EXERCISE: Look for the line containing "Each instance receives one keypoint. Mark the black" in the listing below. Retype that line and every subsequent line through the last one, and only those.

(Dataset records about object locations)
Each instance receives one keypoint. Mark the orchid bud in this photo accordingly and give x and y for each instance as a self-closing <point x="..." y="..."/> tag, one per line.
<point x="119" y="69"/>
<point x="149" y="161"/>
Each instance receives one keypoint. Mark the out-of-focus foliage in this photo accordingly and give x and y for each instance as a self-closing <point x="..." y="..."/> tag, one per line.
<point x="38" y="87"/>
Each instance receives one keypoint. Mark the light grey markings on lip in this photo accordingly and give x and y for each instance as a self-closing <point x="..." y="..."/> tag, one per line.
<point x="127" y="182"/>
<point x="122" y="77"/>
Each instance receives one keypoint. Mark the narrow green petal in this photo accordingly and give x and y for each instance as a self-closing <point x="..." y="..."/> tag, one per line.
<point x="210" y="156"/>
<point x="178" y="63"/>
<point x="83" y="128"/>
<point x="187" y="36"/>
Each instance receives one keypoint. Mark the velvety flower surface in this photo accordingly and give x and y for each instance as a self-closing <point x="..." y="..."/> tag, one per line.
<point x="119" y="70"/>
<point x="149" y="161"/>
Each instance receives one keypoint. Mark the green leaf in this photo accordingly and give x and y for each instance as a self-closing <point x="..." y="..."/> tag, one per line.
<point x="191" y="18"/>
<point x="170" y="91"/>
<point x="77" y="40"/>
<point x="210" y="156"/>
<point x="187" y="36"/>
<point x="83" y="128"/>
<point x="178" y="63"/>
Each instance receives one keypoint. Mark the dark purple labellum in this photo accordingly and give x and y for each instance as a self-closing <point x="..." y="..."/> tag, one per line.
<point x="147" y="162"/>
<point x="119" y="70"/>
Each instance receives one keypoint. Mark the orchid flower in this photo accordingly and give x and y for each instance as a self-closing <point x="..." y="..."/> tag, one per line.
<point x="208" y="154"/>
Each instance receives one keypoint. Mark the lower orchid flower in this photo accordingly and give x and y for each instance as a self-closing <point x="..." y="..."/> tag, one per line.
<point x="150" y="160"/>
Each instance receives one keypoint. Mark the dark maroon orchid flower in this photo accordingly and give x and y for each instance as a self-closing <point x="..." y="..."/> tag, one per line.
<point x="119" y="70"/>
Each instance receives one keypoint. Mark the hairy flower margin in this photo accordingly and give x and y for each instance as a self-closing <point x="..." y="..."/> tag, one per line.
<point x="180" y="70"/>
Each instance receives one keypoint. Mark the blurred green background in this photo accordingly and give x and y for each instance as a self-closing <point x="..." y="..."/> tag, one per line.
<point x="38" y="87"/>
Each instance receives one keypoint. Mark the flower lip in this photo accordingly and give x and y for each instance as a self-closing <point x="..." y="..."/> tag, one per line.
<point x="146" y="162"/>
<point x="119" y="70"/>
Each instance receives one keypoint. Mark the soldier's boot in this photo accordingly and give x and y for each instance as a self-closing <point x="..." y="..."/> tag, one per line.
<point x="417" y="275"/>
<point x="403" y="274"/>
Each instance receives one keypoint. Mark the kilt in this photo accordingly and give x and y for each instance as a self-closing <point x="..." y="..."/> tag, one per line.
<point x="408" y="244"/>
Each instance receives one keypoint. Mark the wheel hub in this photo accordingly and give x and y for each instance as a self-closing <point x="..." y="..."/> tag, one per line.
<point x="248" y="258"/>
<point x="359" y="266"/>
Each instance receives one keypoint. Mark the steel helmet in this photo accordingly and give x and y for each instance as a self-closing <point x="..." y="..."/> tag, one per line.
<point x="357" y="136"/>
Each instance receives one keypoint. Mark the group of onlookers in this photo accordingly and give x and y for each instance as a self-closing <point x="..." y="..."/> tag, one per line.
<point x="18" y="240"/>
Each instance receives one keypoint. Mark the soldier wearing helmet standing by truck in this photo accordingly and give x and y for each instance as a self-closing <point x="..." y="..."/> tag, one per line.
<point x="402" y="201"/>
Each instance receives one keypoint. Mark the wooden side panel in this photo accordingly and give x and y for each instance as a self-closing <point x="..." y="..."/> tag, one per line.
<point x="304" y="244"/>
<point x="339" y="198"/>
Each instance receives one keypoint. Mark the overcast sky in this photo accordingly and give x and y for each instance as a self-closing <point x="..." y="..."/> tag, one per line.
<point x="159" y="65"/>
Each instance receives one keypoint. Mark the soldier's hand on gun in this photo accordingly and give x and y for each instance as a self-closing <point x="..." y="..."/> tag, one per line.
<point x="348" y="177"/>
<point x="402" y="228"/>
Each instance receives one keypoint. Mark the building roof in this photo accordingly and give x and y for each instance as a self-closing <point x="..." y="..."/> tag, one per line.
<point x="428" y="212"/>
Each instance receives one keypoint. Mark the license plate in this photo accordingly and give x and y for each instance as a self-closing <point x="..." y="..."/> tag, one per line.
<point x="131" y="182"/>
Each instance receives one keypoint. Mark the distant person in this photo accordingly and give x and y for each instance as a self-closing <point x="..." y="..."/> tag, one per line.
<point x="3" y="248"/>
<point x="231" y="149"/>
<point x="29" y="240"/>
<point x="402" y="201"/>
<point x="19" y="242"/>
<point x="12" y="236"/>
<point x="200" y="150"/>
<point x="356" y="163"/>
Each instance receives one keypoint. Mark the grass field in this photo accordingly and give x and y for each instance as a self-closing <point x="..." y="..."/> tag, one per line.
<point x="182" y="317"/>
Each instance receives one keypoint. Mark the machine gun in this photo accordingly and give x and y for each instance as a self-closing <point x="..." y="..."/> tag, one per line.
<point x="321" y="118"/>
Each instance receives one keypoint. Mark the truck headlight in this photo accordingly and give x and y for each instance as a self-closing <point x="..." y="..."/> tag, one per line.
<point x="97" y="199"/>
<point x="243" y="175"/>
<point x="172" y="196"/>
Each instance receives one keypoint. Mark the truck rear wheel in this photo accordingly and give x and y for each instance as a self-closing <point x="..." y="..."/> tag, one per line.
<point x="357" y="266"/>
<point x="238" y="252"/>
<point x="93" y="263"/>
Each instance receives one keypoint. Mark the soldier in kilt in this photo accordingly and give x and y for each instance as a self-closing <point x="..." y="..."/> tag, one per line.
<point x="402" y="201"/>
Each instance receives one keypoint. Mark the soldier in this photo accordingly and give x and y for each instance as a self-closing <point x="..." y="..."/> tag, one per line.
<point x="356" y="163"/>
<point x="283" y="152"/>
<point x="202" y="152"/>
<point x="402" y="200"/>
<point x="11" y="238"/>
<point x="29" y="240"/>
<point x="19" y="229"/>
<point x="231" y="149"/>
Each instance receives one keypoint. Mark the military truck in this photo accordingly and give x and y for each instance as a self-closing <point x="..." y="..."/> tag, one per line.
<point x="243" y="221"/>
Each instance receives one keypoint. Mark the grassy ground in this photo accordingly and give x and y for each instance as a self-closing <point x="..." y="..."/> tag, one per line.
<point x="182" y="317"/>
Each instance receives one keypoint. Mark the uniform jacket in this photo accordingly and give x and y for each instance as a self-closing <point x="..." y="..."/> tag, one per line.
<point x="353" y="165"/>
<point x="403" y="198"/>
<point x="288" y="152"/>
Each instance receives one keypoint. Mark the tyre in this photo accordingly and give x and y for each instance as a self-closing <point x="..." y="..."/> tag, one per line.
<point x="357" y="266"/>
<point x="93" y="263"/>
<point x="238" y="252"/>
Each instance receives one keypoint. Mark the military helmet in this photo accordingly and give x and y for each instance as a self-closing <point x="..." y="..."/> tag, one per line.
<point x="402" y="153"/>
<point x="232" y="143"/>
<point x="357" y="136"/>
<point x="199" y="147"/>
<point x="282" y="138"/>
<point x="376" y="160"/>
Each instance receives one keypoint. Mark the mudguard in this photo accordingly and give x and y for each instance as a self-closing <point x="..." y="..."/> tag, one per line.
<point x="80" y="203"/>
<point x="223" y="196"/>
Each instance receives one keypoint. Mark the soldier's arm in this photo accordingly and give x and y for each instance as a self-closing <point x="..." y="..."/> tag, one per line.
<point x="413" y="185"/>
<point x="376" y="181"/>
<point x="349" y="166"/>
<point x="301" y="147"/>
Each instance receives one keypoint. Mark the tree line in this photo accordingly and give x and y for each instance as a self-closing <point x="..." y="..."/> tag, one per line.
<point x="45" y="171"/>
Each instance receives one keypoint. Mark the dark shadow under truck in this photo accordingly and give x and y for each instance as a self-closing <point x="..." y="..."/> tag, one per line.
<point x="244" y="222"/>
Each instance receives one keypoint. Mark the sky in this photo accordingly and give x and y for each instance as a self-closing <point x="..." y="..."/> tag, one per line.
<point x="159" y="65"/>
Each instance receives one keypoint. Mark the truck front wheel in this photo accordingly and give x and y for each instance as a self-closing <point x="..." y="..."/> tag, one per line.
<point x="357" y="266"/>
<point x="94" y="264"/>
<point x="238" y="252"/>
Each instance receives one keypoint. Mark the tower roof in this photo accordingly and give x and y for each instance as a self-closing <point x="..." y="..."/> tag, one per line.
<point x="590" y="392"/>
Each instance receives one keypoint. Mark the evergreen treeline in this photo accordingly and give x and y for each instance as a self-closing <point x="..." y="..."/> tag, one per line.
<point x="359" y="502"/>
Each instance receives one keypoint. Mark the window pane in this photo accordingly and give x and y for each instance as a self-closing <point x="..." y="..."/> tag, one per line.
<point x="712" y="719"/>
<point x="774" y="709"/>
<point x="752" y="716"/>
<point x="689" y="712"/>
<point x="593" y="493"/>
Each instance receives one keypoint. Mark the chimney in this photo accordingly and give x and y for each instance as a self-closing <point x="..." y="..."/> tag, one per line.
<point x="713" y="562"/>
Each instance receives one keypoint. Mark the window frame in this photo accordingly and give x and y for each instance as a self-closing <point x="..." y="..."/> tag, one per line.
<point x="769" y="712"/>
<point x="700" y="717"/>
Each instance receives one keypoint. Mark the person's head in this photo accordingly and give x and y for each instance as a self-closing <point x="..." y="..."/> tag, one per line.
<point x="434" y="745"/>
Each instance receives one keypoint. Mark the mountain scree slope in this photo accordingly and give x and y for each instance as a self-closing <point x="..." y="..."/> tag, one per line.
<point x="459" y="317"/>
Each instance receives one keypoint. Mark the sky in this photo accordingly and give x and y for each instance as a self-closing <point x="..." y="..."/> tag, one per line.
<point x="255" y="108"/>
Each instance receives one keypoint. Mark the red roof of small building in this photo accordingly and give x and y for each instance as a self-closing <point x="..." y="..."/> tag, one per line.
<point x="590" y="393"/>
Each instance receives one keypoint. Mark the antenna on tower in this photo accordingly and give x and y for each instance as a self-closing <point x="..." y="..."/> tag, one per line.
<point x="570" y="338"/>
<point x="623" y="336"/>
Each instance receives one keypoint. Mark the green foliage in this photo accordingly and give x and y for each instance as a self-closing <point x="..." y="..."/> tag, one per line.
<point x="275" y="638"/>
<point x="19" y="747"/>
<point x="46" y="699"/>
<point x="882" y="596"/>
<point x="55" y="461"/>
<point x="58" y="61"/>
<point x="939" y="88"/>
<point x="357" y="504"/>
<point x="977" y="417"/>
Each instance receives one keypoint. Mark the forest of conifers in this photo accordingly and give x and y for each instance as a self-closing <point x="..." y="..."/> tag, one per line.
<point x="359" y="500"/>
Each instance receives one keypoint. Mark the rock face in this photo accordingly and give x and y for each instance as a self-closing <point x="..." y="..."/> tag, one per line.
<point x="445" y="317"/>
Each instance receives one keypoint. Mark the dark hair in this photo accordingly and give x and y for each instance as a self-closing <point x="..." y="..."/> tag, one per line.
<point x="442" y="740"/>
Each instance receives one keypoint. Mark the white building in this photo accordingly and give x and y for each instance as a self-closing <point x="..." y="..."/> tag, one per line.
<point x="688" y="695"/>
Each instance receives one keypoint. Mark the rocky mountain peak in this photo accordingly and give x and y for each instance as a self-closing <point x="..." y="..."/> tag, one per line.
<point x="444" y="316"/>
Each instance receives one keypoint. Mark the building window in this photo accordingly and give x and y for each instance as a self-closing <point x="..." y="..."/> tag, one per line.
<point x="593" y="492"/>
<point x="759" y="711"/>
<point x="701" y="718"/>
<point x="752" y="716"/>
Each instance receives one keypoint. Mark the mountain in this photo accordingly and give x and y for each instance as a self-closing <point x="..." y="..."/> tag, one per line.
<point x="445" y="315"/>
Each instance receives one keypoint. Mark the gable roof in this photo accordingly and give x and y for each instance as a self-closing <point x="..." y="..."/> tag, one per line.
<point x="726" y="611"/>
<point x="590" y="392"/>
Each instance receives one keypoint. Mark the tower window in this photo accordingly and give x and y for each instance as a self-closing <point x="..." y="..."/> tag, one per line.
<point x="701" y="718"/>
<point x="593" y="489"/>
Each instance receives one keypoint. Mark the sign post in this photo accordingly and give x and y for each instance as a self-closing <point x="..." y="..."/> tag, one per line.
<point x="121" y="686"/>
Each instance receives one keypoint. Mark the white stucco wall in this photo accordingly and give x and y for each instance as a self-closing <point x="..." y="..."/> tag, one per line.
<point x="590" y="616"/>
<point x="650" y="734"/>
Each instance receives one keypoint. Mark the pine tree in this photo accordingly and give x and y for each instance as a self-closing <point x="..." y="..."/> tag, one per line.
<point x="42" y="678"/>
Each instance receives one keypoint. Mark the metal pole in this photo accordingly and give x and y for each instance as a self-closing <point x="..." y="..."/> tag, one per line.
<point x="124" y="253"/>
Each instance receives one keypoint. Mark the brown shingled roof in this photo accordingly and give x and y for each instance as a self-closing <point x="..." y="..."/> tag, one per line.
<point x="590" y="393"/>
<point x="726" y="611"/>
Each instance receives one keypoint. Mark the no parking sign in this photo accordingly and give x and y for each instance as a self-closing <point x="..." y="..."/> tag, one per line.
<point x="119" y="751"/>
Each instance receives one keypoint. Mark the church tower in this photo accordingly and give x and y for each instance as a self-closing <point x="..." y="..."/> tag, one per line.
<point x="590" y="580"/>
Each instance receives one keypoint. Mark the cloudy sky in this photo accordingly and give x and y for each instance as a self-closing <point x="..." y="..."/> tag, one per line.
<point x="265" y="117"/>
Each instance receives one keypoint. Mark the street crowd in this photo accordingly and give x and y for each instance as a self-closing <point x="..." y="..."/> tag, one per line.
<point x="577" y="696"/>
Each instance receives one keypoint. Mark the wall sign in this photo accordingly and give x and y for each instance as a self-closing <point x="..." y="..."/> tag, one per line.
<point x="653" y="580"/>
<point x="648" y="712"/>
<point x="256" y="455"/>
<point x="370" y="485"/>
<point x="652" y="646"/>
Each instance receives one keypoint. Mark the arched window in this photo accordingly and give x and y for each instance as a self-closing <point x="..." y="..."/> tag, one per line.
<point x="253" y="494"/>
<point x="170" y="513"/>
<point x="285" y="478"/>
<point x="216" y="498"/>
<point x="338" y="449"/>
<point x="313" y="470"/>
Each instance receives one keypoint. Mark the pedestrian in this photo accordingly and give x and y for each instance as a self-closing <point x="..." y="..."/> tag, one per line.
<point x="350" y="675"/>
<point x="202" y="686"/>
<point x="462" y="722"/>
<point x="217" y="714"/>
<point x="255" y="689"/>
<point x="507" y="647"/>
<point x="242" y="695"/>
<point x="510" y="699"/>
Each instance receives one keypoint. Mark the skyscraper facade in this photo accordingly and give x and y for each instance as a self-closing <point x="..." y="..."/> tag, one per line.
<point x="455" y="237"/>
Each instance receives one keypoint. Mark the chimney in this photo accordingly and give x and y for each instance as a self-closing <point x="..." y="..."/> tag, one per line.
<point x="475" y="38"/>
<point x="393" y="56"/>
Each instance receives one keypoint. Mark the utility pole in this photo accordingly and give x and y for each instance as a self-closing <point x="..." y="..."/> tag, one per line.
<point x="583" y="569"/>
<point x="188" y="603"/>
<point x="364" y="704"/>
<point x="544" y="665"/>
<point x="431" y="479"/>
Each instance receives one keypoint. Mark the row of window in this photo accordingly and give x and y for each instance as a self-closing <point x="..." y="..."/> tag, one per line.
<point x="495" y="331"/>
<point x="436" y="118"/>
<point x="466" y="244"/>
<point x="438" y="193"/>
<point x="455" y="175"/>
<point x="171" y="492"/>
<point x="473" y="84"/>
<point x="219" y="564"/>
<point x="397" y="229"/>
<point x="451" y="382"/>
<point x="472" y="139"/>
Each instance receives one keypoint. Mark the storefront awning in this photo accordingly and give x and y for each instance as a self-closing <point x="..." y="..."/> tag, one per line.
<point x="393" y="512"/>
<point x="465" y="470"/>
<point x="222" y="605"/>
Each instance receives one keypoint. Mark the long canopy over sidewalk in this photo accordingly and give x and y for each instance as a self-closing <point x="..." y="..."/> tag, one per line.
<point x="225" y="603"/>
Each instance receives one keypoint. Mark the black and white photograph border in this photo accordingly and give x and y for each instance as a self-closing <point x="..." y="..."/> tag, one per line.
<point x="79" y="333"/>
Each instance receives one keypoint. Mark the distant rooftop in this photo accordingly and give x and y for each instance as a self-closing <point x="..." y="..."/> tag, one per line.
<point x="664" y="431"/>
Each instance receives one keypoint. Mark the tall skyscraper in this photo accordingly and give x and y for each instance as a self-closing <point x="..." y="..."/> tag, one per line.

FINAL RESULT:
Each instance receives one keypoint. Mark the black and white photograph border in this photo accordingly and give x and y for each instance as a self-closing <point x="..." y="..."/> tag, one per line.
<point x="79" y="333"/>
Each instance receives one keypoint. Mark the distant rooftop in this photo accordingly and give x and y for each instance as a self-closing <point x="..." y="..."/> tag, one per line.
<point x="664" y="431"/>
Each instance receives one keypoint. Mark the tall skyscraper in this photo accordingly and give x and y for each instance as a self-closing <point x="..." y="..."/> tag, one per line.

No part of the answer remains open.